Source text.
▼▼▼

Across the country, nursing homes and skilled nursing facilities face a two-pronged challenge: They’re working to reduce the over-prescription of antipsychotic medications, while also dealing with a growing population with behavioral health needs.
After analyzing data obtained through their antipsychotic-reduction work in nursing homes, the New England Quality Innovation Network-Quality Improvement Organization (QIN-QIO), the QIN-QIO for Connecticut, Maine, Massachusetts, New Hampshire, Rhode Island and Vermont, quickly realized that some of its Rhode Island-based nursing homes struggling with reductions also had high rates of residents under 65 years old with psychiatric diagnoses, compared with state and national averages.
Further inquiries to these nursing homes “revealed a desperate interest in having education for their staff who are not prepared to manage this growing population of younger patients with mental illness and/or substance use disorders,” according to Kathy Calandra, Rhode Island program director for the New England QIN-QIO.
In response to this, the New England QIN-QIO created a special training program targeting those homes with the highest rates of residents with psychiatric diagnoses who were also under age 65. The Rhode Island Special Innovation Project (SIP): Nursing Home Behavioral Health Education, which began in September 2017 and continues through September 2019, focuses on behavioral health training for nursing home staff to improve their ability to serve residents with needs beyond dementia treatment.
Although nursing home staff members are highly skilled in caring for elders, a critical need has been identified by the long-term care community and state regulators for additional skills-based training and education on caring for younger individuals with behavioral health concerns.
The New England QIN-QIO collaborated with the Rhode Island College Institute for Education in Healthcare and the Substance Use and Mental Health Leadership Council of Rhode Island to offer the training.
They didn’t stop there. Continuous monitoring of the program led to adjustments along the way. As a result of feedback from participants and brainstorming among the New England QIN-QIO team and partners, they modified the curriculum to be more interactive as the program continued. The revised curriculum included case studies, role-playing and practical tips for staff to use in their day-to-day work.
The results show marked improvement in understanding how to deal with nursing home residents under age 65 with psychiatric diagnoses. The New England QIN-QIO measured this through assessments that included several questions measuring knowledge of behavioral health and substance use disorders, as well as questions evaluating confidence in caring for patients with these illnesses and diseases.
Immediately following the paraprofessional training for providers such as certified nursing assistants and other nursing-home staff, 93% of participants had increased knowledge scores and 79% had increased confidence scores in assessments. Similarly, for the professional training for staff such as doctors and nurses, 89% had increased knowledge scores and 77% had increased confidence scores immediately after training.

▲▲▲

Listed records.
▼▼▼

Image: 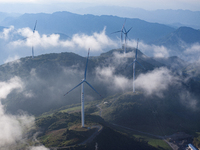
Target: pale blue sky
[0,0,200,13]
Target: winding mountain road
[49,125,103,150]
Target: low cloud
[0,26,119,62]
[95,67,131,91]
[11,28,117,52]
[128,40,171,58]
[0,76,24,99]
[179,91,198,110]
[0,77,47,150]
[135,68,178,97]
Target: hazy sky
[0,0,200,13]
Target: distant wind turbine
[23,20,37,58]
[32,20,37,58]
[123,27,133,53]
[111,19,126,51]
[64,49,101,127]
[129,40,145,93]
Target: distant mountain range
[1,12,175,42]
[0,11,200,61]
[0,49,177,114]
[73,6,200,29]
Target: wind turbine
[111,19,126,52]
[64,49,101,127]
[23,20,37,58]
[32,20,37,58]
[123,27,133,53]
[127,40,145,93]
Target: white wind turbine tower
[64,49,101,127]
[23,20,37,58]
[127,40,145,93]
[123,27,133,54]
[111,19,126,54]
[32,20,37,58]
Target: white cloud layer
[12,28,117,52]
[128,40,171,58]
[0,77,47,150]
[95,66,131,91]
[135,68,178,97]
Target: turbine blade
[122,19,126,30]
[135,39,139,60]
[136,60,145,70]
[126,27,133,33]
[85,81,102,97]
[111,30,122,34]
[32,46,34,58]
[125,60,135,68]
[84,49,90,79]
[64,81,84,96]
[33,20,37,33]
[124,27,127,34]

▲▲▲

Required tasks.
[a] Decide whether each statement agrees with the article on behavioral health training in nursing homes: (i) The Rhode Island Special Innovation Project began in September 2017. (ii) The curriculum was changed to be less interactive as the program went on. (iii) In the professional training, 89% of participants had increased knowledge scores. For each, give yes or no and quote the article's deciding words.
[b] Output the part of the article on behavioral health training in nursing homes that begins at the words "Although nursing home" and stops after the words "behavioral health concerns.".

Answer set.
[a]
(i) Yes: "which began in September 2017 and continues through September 2019"
(ii) No: "they modified the curriculum to be more interactive as the program continued"
(iii) Yes: "89% had increased knowledge scores and 77% had increased confidence scores immediately after training"

[b]
Although nursing home staff members are highly skilled in caring for elders, a critical need has been identified by the long-term care community and state regulators for additional skills-based training and education on caring for younger individuals with behavioral health concerns.